Liste des tâches →
1) Recopiez, une par ligne, chacune des phrases de la didascalie en anglais citée à la fin du texte fourni.
2) Remplacez « roadside » par « highway » dans le passage du texte fourni compris entre « The HYPNOTIST exits » et « roadside stops. (91) », bornes incluses, puis donnez le passage ainsi modifié.

Texte fourni →
:::::

Le comédien, comme le public, découvre la pièce au fur et à mesure qu’elle se joue, ce que ne manque pas de souligner Crouch dans le prologue : « But the story is as new to X as it is to you » (57). Un lien particulier se tisse ainsi entre le comédien et le spectateur26 et de ce fait entre le personnage et le spectateur. Il est en effet parfois ardu pour le spectateur de distinguer qui, du personnage ou du comédien, l’émeut. Dans la scène six, l’hypnotiseur laisse le comédien seul sur scène pendant trente longues secondes pour aller lui chercher un verre d’eau :

The HYPNOTIST exits the stage to get a glass of water for the FATHER. He is gone no more than thirty seconds, leaving the FATHER alone on stage with the audience. The sound of the roadside. Thirty seconds. The sound of the roadside stops. (91)

:::::

Matériel fourni →

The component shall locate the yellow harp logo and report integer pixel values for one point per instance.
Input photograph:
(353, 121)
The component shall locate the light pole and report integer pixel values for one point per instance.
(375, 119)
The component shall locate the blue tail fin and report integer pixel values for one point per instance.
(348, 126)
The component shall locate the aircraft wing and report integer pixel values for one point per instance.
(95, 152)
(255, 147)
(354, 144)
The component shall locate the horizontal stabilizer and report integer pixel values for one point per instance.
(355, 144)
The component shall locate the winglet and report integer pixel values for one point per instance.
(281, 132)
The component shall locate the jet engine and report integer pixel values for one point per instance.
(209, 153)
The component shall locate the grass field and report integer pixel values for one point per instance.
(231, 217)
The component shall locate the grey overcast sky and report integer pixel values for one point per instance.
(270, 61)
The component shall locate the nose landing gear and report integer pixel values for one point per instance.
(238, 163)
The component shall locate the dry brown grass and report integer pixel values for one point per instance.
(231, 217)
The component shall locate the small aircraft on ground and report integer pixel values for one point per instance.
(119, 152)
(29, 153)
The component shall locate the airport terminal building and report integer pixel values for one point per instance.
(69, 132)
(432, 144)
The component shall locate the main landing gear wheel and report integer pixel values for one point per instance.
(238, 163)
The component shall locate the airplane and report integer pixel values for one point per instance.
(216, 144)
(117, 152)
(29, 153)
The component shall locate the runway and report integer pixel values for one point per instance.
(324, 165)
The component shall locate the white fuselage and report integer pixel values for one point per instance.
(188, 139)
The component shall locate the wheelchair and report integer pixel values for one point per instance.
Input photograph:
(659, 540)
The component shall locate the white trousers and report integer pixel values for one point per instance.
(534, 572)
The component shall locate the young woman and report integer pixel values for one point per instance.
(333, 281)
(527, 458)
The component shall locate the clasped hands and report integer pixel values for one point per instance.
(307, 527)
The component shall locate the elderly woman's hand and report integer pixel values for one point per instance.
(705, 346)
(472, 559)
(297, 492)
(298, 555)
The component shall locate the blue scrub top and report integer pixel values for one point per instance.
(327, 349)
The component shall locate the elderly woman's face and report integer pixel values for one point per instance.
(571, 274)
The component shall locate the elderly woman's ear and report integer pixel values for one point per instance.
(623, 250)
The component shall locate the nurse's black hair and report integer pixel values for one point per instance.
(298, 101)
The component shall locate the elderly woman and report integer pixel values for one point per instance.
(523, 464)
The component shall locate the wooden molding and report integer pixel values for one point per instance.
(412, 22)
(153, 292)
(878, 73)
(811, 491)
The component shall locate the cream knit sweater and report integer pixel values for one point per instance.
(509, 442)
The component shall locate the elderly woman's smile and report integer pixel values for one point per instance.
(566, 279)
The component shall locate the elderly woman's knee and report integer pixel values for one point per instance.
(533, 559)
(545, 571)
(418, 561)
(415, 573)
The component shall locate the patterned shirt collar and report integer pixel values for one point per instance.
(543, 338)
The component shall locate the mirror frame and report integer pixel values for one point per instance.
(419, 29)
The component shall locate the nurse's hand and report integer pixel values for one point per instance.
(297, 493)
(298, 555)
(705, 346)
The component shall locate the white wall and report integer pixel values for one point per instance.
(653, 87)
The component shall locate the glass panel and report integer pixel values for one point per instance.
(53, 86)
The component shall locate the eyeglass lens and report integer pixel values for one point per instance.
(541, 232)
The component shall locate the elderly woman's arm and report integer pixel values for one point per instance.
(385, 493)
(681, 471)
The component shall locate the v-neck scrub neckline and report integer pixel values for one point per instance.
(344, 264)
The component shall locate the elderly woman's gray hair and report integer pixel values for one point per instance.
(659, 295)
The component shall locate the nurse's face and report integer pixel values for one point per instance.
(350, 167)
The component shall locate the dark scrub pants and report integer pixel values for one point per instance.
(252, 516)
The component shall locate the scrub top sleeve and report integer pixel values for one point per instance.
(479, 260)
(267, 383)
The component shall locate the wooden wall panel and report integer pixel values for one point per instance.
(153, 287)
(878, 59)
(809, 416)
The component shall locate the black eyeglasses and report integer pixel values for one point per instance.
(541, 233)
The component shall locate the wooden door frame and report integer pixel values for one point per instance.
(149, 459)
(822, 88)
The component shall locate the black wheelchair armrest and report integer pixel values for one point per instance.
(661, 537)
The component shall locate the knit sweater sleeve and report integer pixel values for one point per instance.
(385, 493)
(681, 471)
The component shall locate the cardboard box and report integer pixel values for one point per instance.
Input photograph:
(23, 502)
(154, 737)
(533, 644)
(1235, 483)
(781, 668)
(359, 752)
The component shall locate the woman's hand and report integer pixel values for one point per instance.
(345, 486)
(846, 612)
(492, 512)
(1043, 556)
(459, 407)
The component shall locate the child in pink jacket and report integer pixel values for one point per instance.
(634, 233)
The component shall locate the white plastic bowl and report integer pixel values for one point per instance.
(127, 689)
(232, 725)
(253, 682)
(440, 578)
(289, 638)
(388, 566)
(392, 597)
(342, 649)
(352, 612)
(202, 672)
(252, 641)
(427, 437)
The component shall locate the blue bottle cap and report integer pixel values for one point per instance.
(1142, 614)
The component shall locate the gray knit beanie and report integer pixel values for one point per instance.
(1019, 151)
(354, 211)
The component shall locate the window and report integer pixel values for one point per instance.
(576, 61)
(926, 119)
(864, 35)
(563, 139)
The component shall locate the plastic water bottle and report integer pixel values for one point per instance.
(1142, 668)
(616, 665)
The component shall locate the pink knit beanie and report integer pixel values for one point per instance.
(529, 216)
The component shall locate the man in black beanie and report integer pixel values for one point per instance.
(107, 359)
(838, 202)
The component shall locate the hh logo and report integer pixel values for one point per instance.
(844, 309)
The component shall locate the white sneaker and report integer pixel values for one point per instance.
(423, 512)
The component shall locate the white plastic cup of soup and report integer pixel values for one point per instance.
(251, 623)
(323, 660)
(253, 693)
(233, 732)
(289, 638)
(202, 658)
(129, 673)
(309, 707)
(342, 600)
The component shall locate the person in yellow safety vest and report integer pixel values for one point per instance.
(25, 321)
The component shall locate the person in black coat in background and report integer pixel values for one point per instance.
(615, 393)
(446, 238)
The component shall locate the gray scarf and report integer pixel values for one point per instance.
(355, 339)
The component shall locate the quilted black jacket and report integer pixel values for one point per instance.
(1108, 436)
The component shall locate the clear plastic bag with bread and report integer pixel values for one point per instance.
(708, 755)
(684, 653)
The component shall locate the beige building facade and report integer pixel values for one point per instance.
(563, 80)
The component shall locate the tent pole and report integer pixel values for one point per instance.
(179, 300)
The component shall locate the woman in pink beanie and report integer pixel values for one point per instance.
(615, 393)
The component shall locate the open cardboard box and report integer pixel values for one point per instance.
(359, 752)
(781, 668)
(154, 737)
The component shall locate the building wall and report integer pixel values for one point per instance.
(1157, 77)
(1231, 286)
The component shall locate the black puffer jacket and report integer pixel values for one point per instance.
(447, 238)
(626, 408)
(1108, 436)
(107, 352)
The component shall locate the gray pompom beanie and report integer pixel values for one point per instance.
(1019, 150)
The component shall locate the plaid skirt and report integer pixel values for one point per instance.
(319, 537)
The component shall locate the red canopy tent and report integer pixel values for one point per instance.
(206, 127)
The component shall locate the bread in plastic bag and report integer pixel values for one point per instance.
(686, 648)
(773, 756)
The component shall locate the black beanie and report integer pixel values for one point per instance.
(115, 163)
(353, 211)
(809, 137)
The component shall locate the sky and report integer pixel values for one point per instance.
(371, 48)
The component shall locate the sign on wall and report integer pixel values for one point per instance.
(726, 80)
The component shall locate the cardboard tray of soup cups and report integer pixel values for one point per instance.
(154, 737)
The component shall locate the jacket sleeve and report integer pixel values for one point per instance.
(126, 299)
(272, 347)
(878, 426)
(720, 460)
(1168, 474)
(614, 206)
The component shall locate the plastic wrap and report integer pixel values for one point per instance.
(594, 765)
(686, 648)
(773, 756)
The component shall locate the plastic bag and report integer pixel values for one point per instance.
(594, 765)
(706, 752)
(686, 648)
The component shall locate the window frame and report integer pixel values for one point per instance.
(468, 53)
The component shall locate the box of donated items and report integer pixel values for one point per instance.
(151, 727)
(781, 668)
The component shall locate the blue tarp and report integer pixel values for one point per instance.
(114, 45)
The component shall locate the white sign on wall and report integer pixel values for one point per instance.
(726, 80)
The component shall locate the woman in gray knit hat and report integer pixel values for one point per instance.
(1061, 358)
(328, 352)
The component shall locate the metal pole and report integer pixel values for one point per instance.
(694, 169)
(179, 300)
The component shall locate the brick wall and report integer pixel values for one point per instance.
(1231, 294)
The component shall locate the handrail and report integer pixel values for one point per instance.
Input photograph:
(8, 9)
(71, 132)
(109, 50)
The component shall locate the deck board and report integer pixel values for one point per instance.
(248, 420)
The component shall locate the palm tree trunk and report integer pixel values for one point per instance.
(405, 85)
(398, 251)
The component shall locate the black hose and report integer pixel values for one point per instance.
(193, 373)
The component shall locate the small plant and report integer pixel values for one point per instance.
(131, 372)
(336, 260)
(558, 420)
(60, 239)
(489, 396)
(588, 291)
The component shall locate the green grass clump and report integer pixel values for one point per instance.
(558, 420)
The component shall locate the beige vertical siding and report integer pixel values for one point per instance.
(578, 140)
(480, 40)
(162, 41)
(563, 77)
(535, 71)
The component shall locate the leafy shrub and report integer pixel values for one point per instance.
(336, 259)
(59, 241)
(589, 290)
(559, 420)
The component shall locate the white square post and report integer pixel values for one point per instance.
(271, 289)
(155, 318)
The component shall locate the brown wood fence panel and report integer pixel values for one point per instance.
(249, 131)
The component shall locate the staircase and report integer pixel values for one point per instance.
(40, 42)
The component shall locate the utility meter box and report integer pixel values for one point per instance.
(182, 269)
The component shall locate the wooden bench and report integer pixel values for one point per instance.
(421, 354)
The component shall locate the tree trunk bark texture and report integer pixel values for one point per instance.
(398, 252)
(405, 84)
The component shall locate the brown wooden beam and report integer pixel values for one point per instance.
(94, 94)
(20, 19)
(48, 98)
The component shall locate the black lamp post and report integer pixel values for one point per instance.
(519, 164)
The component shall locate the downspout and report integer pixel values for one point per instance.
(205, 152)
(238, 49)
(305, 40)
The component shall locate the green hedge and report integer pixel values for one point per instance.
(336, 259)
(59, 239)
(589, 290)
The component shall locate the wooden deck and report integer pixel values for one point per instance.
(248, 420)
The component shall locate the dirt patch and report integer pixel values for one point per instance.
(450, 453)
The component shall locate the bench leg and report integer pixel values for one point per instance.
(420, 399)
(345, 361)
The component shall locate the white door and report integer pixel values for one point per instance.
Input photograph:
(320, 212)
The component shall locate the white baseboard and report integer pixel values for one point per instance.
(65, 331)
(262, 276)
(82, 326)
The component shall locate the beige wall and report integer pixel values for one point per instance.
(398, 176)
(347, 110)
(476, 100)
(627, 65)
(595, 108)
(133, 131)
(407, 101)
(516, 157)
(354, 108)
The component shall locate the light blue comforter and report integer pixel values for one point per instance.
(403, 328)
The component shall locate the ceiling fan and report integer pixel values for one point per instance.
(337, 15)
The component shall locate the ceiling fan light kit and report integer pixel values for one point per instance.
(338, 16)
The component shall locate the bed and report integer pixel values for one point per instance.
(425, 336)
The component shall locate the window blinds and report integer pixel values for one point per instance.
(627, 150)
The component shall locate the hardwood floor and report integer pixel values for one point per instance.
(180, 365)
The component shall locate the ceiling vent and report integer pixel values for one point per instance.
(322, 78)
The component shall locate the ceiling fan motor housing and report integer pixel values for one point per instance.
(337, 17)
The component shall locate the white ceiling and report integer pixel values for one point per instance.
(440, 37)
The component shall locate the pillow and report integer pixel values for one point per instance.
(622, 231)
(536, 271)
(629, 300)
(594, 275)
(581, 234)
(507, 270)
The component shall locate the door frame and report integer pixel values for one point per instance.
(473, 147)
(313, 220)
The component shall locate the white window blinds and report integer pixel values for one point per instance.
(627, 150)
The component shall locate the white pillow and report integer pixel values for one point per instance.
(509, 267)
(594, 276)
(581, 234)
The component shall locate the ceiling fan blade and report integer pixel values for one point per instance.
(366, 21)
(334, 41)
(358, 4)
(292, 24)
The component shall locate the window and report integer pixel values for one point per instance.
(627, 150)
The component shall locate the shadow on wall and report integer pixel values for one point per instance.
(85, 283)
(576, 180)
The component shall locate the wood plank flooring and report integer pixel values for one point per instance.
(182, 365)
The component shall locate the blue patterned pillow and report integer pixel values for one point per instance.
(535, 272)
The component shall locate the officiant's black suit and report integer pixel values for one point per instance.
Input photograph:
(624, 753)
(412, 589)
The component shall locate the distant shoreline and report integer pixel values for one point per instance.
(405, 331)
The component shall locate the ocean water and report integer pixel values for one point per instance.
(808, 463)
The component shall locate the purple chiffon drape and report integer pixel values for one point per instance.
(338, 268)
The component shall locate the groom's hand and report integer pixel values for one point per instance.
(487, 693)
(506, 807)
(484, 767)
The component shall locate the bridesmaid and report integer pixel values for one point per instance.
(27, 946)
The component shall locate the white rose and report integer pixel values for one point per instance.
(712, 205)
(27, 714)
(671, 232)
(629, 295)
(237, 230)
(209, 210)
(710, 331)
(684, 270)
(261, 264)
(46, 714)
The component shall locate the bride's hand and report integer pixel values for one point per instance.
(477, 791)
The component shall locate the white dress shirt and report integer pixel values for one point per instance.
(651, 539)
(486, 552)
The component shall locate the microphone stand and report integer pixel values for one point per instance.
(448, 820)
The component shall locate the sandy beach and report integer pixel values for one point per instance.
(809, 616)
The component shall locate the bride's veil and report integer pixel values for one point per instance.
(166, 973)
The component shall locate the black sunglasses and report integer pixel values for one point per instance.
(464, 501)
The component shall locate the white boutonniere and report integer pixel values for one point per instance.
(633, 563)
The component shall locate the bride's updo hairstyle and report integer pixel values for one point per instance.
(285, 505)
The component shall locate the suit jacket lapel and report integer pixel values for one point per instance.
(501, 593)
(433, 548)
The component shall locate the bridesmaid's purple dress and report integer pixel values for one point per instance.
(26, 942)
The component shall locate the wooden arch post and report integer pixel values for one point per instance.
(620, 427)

:::::

Réponses fournies →
1)
The HYPNOTIST exits the stage to get a glass of water for the FATHER.
He is gone no more than thirty seconds, leaving the FATHER alone on stage with the audience.
The sound of the roadside.
Thirty seconds.
The sound of the roadside stops.

2)
The HYPNOTIST exits the stage to get a glass of water for the FATHER. He is gone no more than thirty seconds, leaving the FATHER alone on stage with the audience. The sound of the highway. Thirty seconds. The sound of the highway stops. (91)